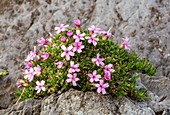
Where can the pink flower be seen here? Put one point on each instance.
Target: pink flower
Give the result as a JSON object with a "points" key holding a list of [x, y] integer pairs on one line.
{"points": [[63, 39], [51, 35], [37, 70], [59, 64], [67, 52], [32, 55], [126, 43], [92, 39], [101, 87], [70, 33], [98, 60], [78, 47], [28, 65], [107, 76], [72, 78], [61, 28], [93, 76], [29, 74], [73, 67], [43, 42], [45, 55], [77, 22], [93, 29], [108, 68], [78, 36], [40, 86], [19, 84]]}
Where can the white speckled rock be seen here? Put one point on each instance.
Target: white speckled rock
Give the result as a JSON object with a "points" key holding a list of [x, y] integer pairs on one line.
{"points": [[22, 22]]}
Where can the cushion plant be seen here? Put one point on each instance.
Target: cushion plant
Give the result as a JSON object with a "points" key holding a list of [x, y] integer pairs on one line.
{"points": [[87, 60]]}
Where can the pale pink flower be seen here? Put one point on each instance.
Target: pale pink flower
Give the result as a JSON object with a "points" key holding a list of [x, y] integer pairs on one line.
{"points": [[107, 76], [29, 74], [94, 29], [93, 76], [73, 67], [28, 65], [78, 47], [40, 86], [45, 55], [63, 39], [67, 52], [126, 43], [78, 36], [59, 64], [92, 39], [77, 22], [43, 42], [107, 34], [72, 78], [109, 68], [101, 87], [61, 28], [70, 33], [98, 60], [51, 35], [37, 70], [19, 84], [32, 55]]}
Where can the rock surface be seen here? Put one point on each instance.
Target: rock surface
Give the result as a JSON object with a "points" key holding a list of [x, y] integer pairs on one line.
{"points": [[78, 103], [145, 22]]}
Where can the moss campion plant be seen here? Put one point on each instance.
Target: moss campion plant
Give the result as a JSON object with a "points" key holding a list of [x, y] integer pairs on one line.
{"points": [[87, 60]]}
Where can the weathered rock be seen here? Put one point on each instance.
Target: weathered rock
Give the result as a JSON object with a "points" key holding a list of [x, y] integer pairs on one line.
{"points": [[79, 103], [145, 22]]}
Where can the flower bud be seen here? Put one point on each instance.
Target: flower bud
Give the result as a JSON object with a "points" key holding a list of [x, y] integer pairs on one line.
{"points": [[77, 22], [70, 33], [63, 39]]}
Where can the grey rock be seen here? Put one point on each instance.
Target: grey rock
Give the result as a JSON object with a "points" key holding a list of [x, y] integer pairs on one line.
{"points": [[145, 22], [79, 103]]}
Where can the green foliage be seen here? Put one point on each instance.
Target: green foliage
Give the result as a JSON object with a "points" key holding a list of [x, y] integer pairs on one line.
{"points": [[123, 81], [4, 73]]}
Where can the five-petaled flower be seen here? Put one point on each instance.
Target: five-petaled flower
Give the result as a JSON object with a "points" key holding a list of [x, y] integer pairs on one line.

═══

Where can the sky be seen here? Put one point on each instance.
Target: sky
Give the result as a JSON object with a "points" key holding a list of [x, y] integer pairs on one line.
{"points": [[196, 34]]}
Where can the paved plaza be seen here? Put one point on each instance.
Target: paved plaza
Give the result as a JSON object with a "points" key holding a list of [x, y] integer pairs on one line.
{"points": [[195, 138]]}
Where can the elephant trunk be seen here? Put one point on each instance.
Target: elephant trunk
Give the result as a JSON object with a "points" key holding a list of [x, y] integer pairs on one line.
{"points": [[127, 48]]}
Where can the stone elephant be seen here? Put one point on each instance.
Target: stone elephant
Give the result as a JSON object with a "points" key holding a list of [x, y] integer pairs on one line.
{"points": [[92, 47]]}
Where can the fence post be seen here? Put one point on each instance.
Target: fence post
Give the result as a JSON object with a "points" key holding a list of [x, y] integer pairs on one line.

═══

What is asked for is an exact copy of the lines above from the one containing "Where can the weathered" through the one containing "Target: green foliage", and only those.

### THE COMPLETED TASK
Where can the weathered rock be seen here? Put one point on each instance.
Target: weathered rock
Give the result as a JSON object with a "points" key holding a list of [x, y] integer pairs on one line.
{"points": [[79, 103], [145, 22]]}
Where can the flower bud be seen here? Put one point on each instance.
Target: flower bud
Give the result as a JSON object with a "points" key holding a list of [x, y] integer pairs on one line.
{"points": [[77, 22], [70, 33], [63, 39]]}
Where can the grey rock be seen here? Put one point on each instance.
Target: grey rock
Give the result as a JSON object with a "points" key holding a list of [x, y] integer pairs on one line.
{"points": [[145, 22], [79, 103]]}
Where can the green foliage be seen here? Put one point on each instance.
Target: green foliage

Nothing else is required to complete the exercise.